▶ **Instructions for the task**: Copy every record word for word. Pictures are not part of the copy.

··· Available data

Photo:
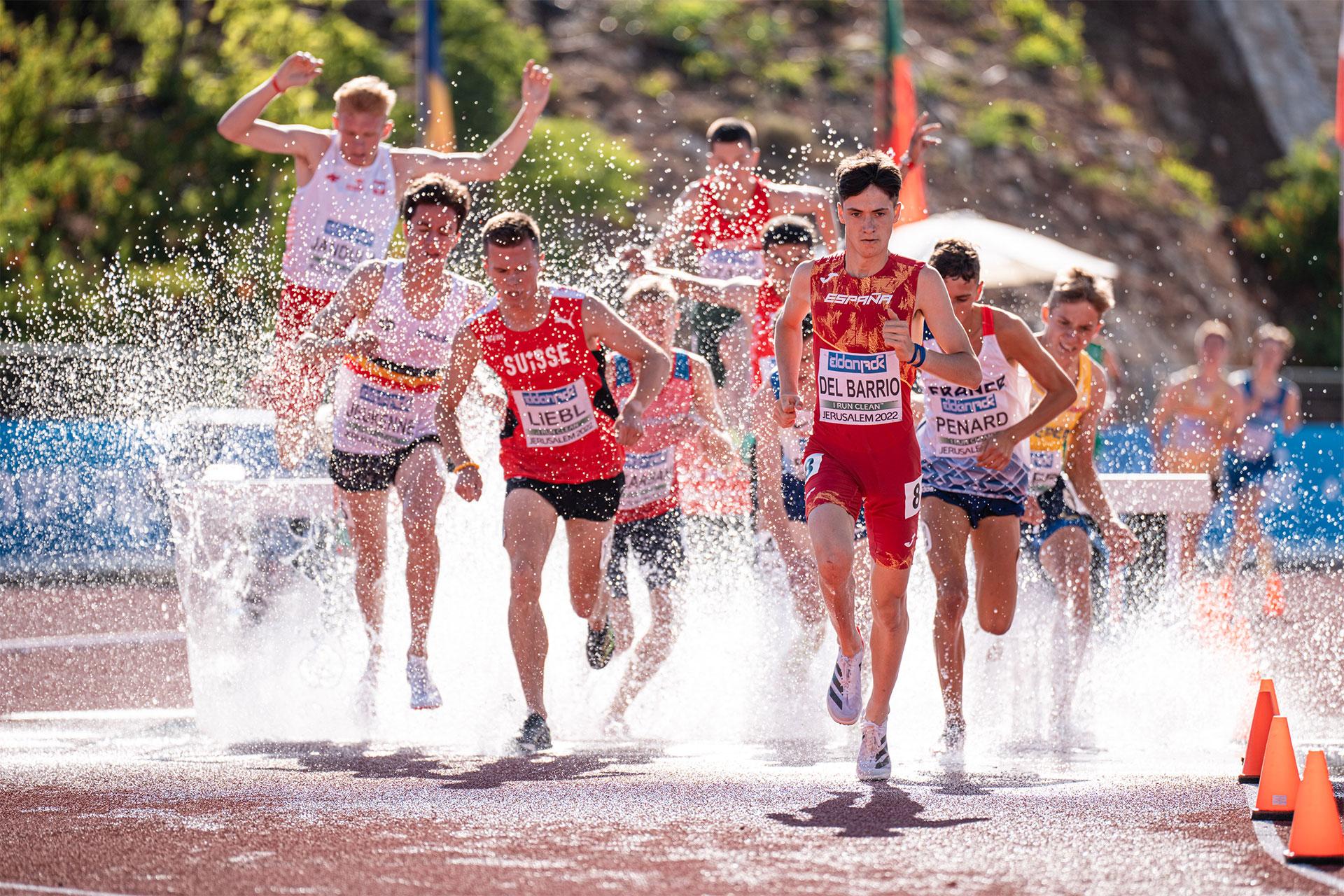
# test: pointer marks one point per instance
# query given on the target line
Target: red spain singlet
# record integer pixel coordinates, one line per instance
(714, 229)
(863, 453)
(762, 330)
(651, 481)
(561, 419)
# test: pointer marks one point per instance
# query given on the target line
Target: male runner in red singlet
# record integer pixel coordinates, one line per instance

······

▶ **Exercise solution**:
Photo:
# test: pointer marks one point per instance
# query given on the target line
Target: red spain singlet
# record integer pixel coordinates, one line per instance
(714, 229)
(863, 453)
(762, 330)
(651, 481)
(561, 419)
# test: pointer marks one point per instance
# query given on the target line
Target: male runner in red singlet
# record integer pixel coordinates, one line per instance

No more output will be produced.